◆ Items ◆
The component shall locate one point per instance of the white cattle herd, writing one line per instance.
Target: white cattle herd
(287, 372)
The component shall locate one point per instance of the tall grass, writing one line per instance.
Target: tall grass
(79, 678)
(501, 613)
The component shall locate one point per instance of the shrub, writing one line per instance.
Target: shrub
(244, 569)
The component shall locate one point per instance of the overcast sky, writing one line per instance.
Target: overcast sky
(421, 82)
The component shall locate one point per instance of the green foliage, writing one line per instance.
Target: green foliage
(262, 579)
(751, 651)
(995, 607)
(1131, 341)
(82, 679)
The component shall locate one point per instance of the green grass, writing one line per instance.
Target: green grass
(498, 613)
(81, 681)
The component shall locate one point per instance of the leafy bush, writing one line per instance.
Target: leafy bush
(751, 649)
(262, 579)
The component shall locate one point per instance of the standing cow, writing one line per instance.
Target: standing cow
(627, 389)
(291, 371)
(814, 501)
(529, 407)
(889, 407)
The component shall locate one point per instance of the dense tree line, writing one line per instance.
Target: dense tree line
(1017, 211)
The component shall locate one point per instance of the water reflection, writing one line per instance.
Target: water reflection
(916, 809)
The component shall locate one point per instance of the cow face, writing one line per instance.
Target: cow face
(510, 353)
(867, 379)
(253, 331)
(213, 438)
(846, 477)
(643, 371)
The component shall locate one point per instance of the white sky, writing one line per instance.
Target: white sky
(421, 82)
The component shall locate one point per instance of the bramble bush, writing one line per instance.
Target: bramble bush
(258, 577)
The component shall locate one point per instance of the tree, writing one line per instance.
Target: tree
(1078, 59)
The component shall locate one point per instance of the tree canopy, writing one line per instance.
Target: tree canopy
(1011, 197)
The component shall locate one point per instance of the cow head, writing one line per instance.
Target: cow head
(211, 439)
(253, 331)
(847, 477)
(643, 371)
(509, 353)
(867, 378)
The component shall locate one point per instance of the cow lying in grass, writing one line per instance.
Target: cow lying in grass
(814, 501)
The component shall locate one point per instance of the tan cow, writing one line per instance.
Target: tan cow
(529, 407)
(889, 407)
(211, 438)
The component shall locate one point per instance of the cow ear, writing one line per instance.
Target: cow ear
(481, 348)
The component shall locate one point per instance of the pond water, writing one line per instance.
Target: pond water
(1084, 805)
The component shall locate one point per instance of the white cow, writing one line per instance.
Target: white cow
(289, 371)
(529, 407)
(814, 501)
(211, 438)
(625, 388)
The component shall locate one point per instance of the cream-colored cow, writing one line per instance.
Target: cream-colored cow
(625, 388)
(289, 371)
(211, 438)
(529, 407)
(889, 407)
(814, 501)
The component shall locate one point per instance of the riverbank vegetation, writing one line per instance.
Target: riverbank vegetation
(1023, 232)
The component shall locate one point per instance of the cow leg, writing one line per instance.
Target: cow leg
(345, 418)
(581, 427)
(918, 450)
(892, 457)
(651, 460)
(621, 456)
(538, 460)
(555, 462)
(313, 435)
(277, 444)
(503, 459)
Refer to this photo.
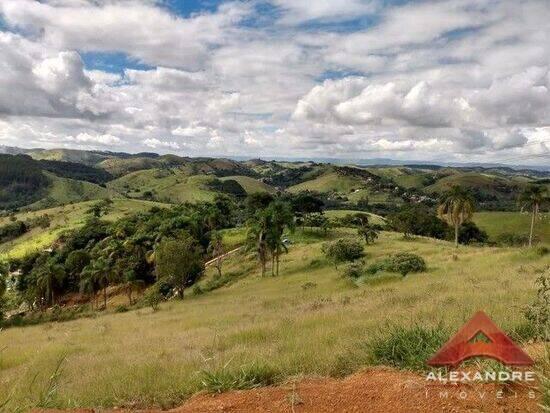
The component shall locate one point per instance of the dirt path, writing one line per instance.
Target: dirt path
(375, 390)
(213, 260)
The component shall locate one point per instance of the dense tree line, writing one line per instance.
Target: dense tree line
(76, 171)
(21, 181)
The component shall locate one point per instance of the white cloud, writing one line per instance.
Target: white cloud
(429, 79)
(156, 143)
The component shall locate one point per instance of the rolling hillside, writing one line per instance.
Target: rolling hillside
(497, 223)
(308, 321)
(165, 185)
(61, 191)
(251, 185)
(64, 218)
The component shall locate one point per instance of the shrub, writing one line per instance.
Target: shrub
(343, 250)
(470, 233)
(407, 347)
(512, 240)
(121, 309)
(354, 270)
(153, 297)
(246, 377)
(405, 263)
(197, 290)
(376, 266)
(538, 313)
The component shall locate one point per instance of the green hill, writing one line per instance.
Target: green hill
(165, 185)
(498, 223)
(308, 321)
(329, 182)
(251, 185)
(62, 191)
(64, 218)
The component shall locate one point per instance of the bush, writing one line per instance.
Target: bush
(407, 347)
(343, 250)
(470, 233)
(512, 240)
(405, 263)
(246, 377)
(538, 313)
(153, 297)
(354, 270)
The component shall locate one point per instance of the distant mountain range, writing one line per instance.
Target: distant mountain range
(338, 161)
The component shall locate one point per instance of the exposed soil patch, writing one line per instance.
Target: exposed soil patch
(374, 390)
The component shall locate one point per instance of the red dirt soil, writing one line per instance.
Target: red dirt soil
(376, 390)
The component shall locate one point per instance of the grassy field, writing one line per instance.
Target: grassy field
(341, 213)
(498, 223)
(309, 320)
(64, 190)
(64, 218)
(329, 182)
(251, 185)
(165, 185)
(407, 178)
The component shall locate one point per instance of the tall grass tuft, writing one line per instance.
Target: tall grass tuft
(407, 347)
(245, 377)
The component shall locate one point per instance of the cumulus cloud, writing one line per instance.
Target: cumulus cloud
(468, 79)
(156, 143)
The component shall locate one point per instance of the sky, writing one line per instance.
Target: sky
(449, 80)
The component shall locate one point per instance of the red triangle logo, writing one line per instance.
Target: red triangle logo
(462, 346)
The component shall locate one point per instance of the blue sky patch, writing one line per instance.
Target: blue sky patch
(114, 62)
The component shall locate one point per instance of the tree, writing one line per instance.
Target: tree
(257, 236)
(368, 232)
(305, 204)
(96, 276)
(343, 250)
(100, 208)
(533, 196)
(469, 233)
(49, 277)
(179, 261)
(131, 282)
(456, 207)
(281, 217)
(257, 201)
(215, 248)
(76, 261)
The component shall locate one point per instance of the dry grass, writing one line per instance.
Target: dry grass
(145, 358)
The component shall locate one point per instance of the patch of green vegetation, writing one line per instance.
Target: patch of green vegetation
(309, 331)
(342, 213)
(407, 347)
(165, 185)
(498, 223)
(62, 219)
(251, 185)
(329, 182)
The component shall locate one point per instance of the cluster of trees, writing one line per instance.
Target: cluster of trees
(16, 228)
(167, 244)
(166, 247)
(21, 181)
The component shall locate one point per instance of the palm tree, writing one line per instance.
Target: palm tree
(96, 276)
(457, 207)
(131, 283)
(258, 227)
(281, 218)
(50, 275)
(533, 196)
(216, 249)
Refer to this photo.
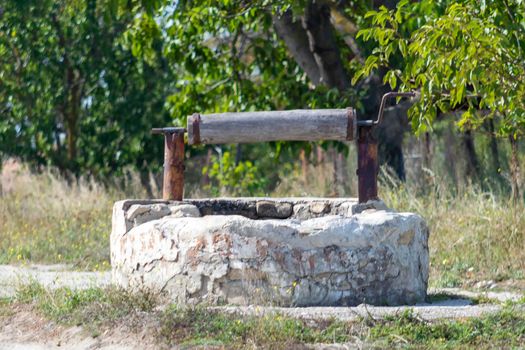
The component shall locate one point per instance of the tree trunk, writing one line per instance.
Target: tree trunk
(514, 169)
(489, 125)
(295, 38)
(472, 167)
(316, 22)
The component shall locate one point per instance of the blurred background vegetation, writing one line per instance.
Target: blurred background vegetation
(82, 82)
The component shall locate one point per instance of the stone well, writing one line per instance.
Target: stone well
(289, 251)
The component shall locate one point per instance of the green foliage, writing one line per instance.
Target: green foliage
(469, 57)
(242, 179)
(71, 95)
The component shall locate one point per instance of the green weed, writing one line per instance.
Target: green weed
(505, 328)
(90, 308)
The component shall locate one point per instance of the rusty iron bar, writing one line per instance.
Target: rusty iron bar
(367, 159)
(386, 96)
(173, 182)
(367, 165)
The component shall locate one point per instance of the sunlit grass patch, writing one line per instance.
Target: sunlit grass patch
(100, 309)
(91, 308)
(505, 328)
(45, 219)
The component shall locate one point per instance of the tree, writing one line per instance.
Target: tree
(464, 56)
(262, 55)
(71, 94)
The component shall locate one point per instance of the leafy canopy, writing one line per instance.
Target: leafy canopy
(465, 56)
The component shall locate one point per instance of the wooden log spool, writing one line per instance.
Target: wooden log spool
(293, 125)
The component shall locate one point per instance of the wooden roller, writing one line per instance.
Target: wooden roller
(294, 125)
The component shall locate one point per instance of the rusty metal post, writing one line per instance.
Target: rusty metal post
(367, 165)
(173, 182)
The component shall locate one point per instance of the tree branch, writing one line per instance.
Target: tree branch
(294, 36)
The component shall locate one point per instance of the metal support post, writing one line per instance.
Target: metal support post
(367, 165)
(173, 183)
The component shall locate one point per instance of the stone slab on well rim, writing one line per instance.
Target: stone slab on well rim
(285, 251)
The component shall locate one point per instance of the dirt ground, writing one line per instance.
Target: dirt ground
(22, 328)
(26, 330)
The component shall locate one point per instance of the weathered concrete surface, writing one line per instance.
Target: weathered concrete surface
(321, 254)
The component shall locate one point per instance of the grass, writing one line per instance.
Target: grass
(475, 235)
(503, 329)
(100, 309)
(93, 308)
(44, 219)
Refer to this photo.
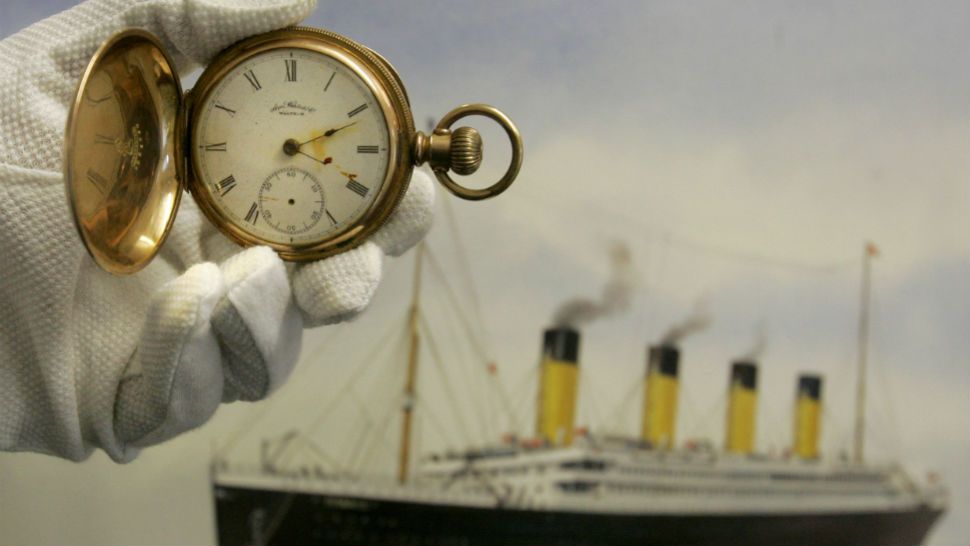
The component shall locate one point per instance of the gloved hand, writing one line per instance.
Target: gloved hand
(90, 360)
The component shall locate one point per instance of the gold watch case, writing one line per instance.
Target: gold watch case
(130, 100)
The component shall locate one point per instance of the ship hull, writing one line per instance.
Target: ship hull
(261, 517)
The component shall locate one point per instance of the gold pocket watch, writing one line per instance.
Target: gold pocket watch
(300, 139)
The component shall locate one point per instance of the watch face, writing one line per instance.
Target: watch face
(290, 147)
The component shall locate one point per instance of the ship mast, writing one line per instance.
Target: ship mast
(407, 407)
(868, 253)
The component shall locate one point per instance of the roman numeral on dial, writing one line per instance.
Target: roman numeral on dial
(253, 214)
(357, 187)
(253, 80)
(357, 110)
(226, 185)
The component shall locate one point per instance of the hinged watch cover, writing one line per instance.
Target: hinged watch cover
(123, 162)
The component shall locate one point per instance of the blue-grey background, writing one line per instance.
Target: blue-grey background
(743, 150)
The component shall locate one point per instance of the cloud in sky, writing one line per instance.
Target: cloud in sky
(789, 133)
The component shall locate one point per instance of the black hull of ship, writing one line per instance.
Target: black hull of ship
(260, 517)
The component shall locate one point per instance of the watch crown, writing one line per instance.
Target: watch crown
(466, 150)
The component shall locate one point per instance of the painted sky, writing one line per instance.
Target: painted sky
(744, 151)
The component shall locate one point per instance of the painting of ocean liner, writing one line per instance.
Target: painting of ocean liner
(571, 486)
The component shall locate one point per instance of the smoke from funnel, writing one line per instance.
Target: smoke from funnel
(758, 346)
(615, 298)
(697, 321)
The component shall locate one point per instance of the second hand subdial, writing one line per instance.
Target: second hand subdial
(292, 201)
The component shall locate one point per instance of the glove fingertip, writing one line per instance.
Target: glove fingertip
(338, 288)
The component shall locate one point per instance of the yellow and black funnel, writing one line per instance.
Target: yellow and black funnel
(742, 408)
(559, 372)
(808, 413)
(660, 396)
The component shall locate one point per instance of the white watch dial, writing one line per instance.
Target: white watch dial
(291, 146)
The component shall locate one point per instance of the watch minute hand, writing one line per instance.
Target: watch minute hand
(329, 132)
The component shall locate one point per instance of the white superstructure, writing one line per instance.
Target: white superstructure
(613, 476)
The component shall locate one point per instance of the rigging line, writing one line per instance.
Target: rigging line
(394, 402)
(291, 451)
(369, 424)
(259, 411)
(472, 370)
(468, 395)
(449, 391)
(743, 256)
(439, 426)
(475, 367)
(480, 345)
(452, 297)
(466, 270)
(392, 409)
(354, 377)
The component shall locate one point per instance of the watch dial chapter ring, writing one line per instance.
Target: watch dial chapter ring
(515, 139)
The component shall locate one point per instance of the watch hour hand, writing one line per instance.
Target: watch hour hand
(324, 161)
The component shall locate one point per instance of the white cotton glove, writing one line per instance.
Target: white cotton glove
(90, 360)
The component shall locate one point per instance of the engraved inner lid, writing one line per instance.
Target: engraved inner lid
(122, 165)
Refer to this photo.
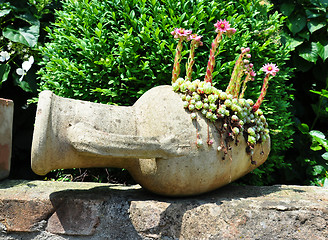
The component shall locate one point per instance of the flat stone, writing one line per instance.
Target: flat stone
(74, 217)
(54, 210)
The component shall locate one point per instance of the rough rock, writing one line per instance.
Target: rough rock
(61, 210)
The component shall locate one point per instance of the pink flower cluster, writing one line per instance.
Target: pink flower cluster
(223, 26)
(181, 33)
(196, 39)
(270, 68)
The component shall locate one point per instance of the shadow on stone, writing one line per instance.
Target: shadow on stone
(125, 213)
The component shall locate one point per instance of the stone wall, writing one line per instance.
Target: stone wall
(61, 210)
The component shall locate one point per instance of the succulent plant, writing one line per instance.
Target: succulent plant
(238, 116)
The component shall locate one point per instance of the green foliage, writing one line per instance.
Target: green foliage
(113, 51)
(306, 34)
(307, 24)
(316, 163)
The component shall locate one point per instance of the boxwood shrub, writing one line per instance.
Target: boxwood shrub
(115, 50)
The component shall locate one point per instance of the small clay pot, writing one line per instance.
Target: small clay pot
(6, 126)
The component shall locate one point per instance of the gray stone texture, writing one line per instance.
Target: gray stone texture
(155, 140)
(62, 210)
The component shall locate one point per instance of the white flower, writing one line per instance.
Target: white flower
(4, 56)
(25, 67)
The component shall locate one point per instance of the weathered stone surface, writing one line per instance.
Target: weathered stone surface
(6, 127)
(102, 211)
(155, 140)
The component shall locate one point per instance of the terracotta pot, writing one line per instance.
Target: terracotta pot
(6, 125)
(154, 140)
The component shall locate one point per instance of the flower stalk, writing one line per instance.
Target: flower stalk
(269, 69)
(221, 27)
(195, 42)
(182, 35)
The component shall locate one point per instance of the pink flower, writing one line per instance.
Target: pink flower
(222, 26)
(196, 39)
(181, 33)
(270, 68)
(230, 31)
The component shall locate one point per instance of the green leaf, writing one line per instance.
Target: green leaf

◆ What you are asked to do ◆
Reproduce the entries verbatim, from the first line of the entries through the line containing "(1017, 211)", inclusive.

◆ Written solution ◆
The component shall locate one point per instance of the white cattle herd, writing one line per instance.
Target: white cattle herd
(287, 372)
The component shall locate one point per instance of the tall grass, writing one line per instance.
Target: tall grass
(79, 678)
(501, 613)
The component shall locate one point per instance of the shrub, writing one line per instance.
Target: shrub
(244, 569)
The component shall locate one point per instance of the overcast sky, writing one line per instance.
Target: overcast sky
(421, 82)
The component shall locate one point per instance of the green foliage, writing one line per instance.
Target: green foliage
(262, 579)
(751, 651)
(995, 607)
(1131, 341)
(82, 679)
The component shall locate one point per instance of the green grass, writing one line per instance.
Target: green grass
(498, 613)
(81, 681)
The component shall locate one point per instance of the leafy bush, writing one line per instance.
Target: leafy bush
(751, 649)
(262, 579)
The component shall locate one point per instance of the standing cow, writing one line per instance.
Target: standing cow
(627, 389)
(291, 371)
(814, 501)
(529, 407)
(889, 407)
The component shall locate one point per instance of the dense tree line, writing one line per instance.
Target: dense tree line
(1017, 211)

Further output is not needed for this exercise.